• Task directions:
Print verbatim the lines of the entries from the one containing "Where can you spot the scale" to the last, inclusive, and no others.

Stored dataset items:
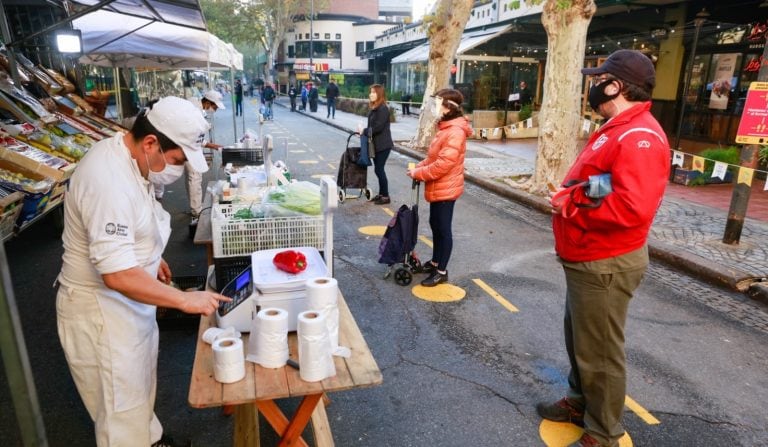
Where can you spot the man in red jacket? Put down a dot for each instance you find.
(600, 239)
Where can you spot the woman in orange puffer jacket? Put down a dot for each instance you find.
(443, 175)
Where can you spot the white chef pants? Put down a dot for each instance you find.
(86, 347)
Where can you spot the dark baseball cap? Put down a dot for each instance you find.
(628, 65)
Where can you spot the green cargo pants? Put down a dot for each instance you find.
(596, 306)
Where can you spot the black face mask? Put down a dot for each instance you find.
(597, 94)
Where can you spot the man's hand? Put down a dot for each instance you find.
(164, 272)
(202, 302)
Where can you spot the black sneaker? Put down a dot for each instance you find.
(435, 278)
(564, 410)
(428, 267)
(167, 441)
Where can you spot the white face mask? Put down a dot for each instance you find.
(168, 175)
(438, 107)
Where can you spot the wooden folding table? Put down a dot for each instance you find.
(261, 387)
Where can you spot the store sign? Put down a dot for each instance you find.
(753, 128)
(723, 80)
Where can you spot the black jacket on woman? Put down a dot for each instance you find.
(378, 125)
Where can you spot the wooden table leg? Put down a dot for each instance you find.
(289, 430)
(246, 432)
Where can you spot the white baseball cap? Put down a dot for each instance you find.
(216, 98)
(182, 122)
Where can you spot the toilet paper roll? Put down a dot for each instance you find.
(323, 295)
(315, 356)
(228, 360)
(212, 333)
(268, 345)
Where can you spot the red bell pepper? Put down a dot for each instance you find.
(290, 261)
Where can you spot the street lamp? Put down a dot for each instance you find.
(701, 17)
(311, 38)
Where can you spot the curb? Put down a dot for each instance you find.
(664, 252)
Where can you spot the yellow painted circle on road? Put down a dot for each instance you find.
(373, 230)
(562, 434)
(441, 293)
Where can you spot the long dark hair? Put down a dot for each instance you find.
(381, 96)
(452, 99)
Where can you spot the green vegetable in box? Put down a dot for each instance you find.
(302, 197)
(19, 182)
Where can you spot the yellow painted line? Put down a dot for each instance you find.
(495, 295)
(373, 230)
(441, 293)
(558, 434)
(644, 414)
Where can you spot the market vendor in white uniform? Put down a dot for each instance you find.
(113, 275)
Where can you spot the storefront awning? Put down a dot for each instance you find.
(469, 40)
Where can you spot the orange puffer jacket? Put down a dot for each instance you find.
(443, 170)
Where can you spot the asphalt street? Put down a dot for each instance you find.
(465, 371)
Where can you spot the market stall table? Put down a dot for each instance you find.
(261, 387)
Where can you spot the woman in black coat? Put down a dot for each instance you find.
(378, 130)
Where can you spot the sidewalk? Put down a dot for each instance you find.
(688, 229)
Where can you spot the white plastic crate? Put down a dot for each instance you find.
(239, 237)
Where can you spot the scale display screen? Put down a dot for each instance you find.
(239, 289)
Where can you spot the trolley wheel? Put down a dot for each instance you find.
(403, 276)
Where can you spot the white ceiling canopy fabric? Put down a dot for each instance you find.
(116, 40)
(469, 40)
(185, 13)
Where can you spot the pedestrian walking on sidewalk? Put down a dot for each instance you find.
(442, 172)
(331, 93)
(292, 96)
(113, 276)
(238, 97)
(379, 133)
(304, 96)
(601, 241)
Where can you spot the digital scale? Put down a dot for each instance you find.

• Output of the task:
Where can you spot the scale display screen? Put down a dot for each instance you find.
(239, 289)
Where can you spot the trolley wheel? Put down a dot for each instance you find.
(403, 276)
Where can you spot the white ceiling canopy fabric? Put down a dot for each instance you find.
(116, 40)
(469, 40)
(185, 13)
Where can you spot the pedestrian walking on sidewalk? Put down a dot for each instance you find.
(442, 172)
(331, 93)
(292, 96)
(113, 276)
(238, 97)
(379, 133)
(304, 96)
(601, 241)
Where can you spot the digital scale? Put down a dot for each instance you find.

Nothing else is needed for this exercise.